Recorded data
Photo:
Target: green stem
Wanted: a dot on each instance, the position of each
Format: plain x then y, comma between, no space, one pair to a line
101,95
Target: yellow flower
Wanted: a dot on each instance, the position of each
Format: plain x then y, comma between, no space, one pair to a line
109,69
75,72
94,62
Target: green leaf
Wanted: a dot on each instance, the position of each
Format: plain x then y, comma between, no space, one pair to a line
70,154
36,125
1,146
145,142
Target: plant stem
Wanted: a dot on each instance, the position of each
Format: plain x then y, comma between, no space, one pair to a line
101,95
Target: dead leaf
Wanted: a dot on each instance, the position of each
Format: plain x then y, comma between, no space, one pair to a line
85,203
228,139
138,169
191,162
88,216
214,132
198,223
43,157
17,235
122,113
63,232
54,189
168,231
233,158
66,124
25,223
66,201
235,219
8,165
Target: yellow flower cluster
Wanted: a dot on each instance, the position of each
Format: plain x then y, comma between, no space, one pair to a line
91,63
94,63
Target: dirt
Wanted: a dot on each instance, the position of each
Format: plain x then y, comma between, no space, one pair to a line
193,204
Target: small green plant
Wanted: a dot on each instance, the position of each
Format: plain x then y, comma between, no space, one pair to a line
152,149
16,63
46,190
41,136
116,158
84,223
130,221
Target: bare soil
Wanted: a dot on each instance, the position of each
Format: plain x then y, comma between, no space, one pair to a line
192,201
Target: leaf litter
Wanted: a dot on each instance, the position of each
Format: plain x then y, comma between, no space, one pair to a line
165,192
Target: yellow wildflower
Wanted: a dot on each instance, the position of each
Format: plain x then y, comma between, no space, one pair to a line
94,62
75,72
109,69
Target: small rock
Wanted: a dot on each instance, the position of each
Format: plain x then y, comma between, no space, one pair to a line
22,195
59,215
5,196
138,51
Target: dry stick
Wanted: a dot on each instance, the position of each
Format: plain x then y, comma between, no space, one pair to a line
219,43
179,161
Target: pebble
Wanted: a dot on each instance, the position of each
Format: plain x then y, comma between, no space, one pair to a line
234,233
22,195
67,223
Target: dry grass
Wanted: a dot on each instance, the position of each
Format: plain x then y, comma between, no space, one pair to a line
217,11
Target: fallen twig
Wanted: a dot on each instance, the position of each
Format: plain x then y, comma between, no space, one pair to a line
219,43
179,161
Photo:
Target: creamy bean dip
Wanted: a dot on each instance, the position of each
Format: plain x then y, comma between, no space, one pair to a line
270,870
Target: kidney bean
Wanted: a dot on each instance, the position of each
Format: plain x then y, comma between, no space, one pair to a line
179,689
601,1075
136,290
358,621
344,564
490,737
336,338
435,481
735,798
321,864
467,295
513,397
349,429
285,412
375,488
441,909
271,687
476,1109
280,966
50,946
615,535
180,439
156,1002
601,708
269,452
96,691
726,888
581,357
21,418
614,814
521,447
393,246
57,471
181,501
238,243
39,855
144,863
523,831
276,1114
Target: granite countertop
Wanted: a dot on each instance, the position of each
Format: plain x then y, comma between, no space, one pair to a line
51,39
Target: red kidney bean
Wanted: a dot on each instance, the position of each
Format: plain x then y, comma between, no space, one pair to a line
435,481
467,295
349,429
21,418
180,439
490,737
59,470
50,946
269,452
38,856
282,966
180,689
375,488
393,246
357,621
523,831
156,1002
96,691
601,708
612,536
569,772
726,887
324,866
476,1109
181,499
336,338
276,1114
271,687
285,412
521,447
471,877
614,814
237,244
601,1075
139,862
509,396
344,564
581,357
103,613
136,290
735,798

Work to complete: Update the material above so that every occurrence of "one pair to a line" reads "one pair per line", and leave everything else unchanged.

Result of this exercise:
Photo:
Target: green stem
Wanted: a dot on each instance, the position of each
Format: plain x then y, comma between, no space, one pair per line
101,95
Target: yellow flower
Wanted: a dot on each instance, the position of each
Format: plain x then y, comma between, no space, one pair per line
109,69
75,72
94,62
Target: green leaf
Wanted: a dot on each instance, the position of each
Format: plain x then y, comma between, no space, one pair per line
70,154
36,125
1,146
145,142
Target: plant stem
Wanted: a dot on each instance, the position of each
Format: plain x then y, comma between, no space, one pair per line
101,95
Target: dead leaf
Wanted: a dot on each instance, the position of each
Format: plain x then y, comma between, no space, one pair per line
85,203
228,139
138,169
191,162
88,216
214,132
198,223
43,157
17,235
122,113
63,232
54,189
168,231
233,158
66,124
25,223
66,201
235,219
8,165
Target: yellow flower cluster
Wanted: a dot on each instance, the position of each
Format: plain x then y, comma between, no space, one pair per line
91,63
94,63
Target: dirt
Wanted: a dot on each instance, the position of each
Format: plain x then y, comma between, no space, one pair per line
193,204
Target: small green plant
Wanted: a dot on each instance, the position of each
Format: plain x then y, comma between, no space, one pair per line
152,149
16,63
46,190
41,136
116,158
84,223
130,221
Target: bare soil
Wanted: a dot on each instance, the position of each
Format: plain x then y, comma between, no space, one pair per line
192,201
Target: leaf litter
Wanted: a dot on each instance, the position of each
Format: plain x then y, comma between, no space, one pair per line
165,192
Target: yellow wildflower
Wanted: a dot on each instance, the position of each
Format: plain x then y, comma between, no space, one pair per line
94,62
75,72
109,69
Target: small rock
Wanted: a dot on each instance, the position of each
Format: plain x then y, comma between, no space, one pair per line
22,195
59,215
5,196
138,51
Target: dry stick
Wanted: a dot on each instance, the position of each
Format: plain x then y, comma between, no space, one pair per line
219,43
179,161
Target: pebble
Wanted: a dot on each instance, the position of each
Format: plain x then y, comma between, no space, one pair per line
234,233
22,195
67,223
Target: dry grass
Wanted: a dot on each instance, the position of each
Format: plain x then y, comma between, no space, one pair per line
217,11
Target: fallen twig
Wanted: a dot on each instance, the position of each
Format: plain x then y, comma between, no space, one pair per line
219,43
179,161
Photo:
Target: creamy bean dip
Wanted: a dot on each instance, the position of each
Format: plain x then y, comma between, no space, one pair per line
270,870
Target: kidney bean
Wanted: a dot on each instance, the position of each
Format: plain x then y, comma between, no space, one pair per line
179,689
601,1075
136,290
358,621
344,564
490,737
336,338
435,481
735,798
321,864
467,295
513,397
349,429
285,412
375,488
441,909
271,687
476,1109
280,966
50,946
615,535
180,439
156,1002
601,708
269,452
96,691
726,888
581,357
21,418
614,814
521,447
393,246
57,471
181,501
238,243
39,855
144,863
523,831
276,1114
Target: granite countertop
Wanted: a dot on each instance, the position of each
Format: plain x then y, comma between, no space, one pair per line
51,39
Target: red kidney bean
Wanted: a dot on each instance, the position of each
Format: plain x then y, comma between, no space, one pair per line
435,481
467,295
349,429
21,418
180,439
490,737
59,470
50,946
269,452
38,856
282,966
180,689
375,488
393,246
357,621
523,831
156,1002
96,691
601,708
612,536
569,772
726,887
324,866
476,1109
181,499
336,338
276,1114
271,687
285,412
521,447
471,877
614,814
237,244
601,1075
139,862
509,396
344,564
581,357
103,613
136,290
735,798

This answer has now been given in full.